* **Source text**
Interactive Effects of High CO2 and Temperature on Growth and Elemental Composition of the Western and Eastern Subarctic North Pacific Phytoplankton Communities

Increasing atmospheric CO₂ could increase ocean acidity via physical and chemical interactions between atmosphere and ocean surface. Associated with the CO₂ induced global warming, interactive effects of high CO₂ and temperature could be important factors modulating ecosystem processes. Here, we conducted two manipulation experiments using the western and eastern subarctic North Pacific phytoplankton communities, structure of which are different from each other, aboard R/V Mirai during summer 2014. The three CO₂ levels were set at present (in situ condition), 500 μatm CO₂, and ~800 μatm CO₂, and two temperature series (in situ and +4°C) were established. Net specific growth rate increased as increased temperature only in the western experiment, whereas maximum chlorophyll-a concentrations decreased in the high-temperature conditions of the eastern experiment. In both experiments, the high CO₂ conditions slightly but insignificantly decreased the net specific growth rate. The growth of pico-sized Synechococcus increased under the high temperature and CO₂ conditions in both experiments, whereas cell yields of nano-sized phytoplankton decreased under the high-temperature conditions in the eastern experiment. Particulate organic carbon to particulate nitrogen (C:N) ratio increased with increasing temperature and CO₂ only after the nutrient depletions in the western experiment. Overall, increasing temperature could positively affect the growth of western subarctic phytoplankton, specifically Synechococcus. In the eastern experiment, maximum biomass and larger cell phytoplankton decreased and Synechococcus increased as increased temperature. Both of these results in the high-temperature conditions could have negative impacts on the transfer efficiency of primary production to the higher trophic levels and the efficiency of the biological pump. The effect of high-CO₂ was not dramatic as compared with temperature effect, but high-CO₂ condition substantially modify the dynamics of phytoplankton communities. Our study suggests that the possible environmental perturbations in the future could alter ecosystem processes in the subarctic North Pacific via changing phytoplankton dynamics.

* **Data**
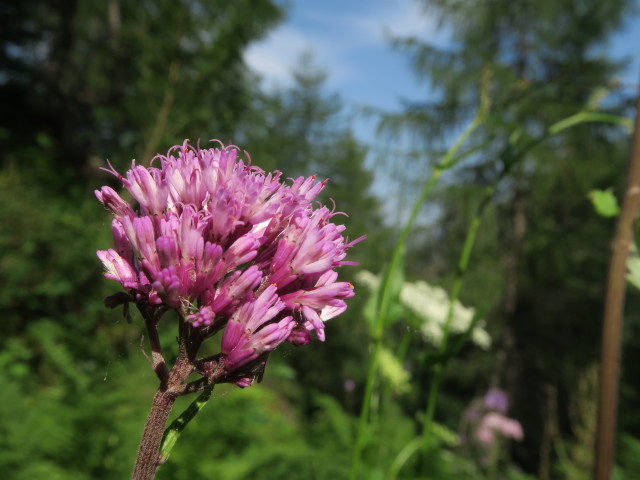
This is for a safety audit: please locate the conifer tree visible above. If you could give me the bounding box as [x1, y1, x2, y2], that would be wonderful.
[381, 0, 630, 472]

* **What is expected**
In the abstract on high CO₂ and temperature effects on subarctic North Pacific phytoplankton, what three CO₂ levels were used in the experiments?

* **Task answer**
Present (in situ condition), 500 μatm CO₂, and ~800 μatm CO₂.